PROVIDED ENTRIES
>>>

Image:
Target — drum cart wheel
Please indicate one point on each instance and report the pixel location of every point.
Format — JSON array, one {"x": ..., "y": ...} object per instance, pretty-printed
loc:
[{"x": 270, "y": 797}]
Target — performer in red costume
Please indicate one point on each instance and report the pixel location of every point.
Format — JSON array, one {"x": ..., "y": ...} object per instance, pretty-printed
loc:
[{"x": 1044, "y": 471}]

<<<
>>>

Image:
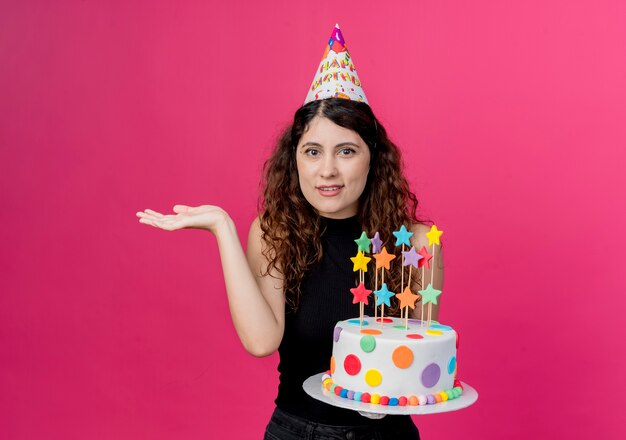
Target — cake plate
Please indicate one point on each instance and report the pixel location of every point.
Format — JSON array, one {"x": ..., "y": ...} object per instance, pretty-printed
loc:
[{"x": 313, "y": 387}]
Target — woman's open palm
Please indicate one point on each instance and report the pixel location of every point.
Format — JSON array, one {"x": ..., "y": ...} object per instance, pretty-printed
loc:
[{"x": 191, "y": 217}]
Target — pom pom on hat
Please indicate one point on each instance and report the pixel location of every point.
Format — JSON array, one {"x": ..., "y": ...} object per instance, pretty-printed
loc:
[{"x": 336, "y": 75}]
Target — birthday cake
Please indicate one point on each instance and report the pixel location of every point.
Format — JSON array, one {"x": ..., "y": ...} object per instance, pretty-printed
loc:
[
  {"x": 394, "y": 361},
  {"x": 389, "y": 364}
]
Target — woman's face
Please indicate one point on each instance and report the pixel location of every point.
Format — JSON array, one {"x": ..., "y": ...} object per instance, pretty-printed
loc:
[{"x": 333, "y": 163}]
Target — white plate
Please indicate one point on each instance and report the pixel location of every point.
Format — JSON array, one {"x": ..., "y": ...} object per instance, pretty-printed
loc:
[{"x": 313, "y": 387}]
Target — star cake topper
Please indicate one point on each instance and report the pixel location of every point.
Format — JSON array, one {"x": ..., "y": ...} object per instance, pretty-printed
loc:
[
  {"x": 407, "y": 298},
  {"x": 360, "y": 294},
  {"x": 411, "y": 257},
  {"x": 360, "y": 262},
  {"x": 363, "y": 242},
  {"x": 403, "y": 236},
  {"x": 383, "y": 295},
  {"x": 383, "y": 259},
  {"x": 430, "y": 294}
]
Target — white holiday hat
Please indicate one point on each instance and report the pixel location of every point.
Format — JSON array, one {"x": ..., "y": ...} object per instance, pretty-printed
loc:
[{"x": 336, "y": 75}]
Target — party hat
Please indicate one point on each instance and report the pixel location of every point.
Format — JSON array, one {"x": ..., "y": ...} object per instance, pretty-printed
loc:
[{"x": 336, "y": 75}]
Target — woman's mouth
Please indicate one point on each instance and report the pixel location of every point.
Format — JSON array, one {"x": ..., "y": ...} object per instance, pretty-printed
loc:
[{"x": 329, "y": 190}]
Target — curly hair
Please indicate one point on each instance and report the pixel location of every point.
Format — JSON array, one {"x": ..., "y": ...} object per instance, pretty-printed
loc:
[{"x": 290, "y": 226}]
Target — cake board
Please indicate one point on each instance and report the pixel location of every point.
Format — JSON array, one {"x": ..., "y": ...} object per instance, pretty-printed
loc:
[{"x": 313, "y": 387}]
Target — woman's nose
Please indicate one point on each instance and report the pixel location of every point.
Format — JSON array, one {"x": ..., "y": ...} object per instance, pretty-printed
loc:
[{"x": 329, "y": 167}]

<<<

THE TASK
List every line of the entries above that contains the string "plate", copying each such line in full.

RESULT OF THIS TASK
Target — cake plate
Target — white plate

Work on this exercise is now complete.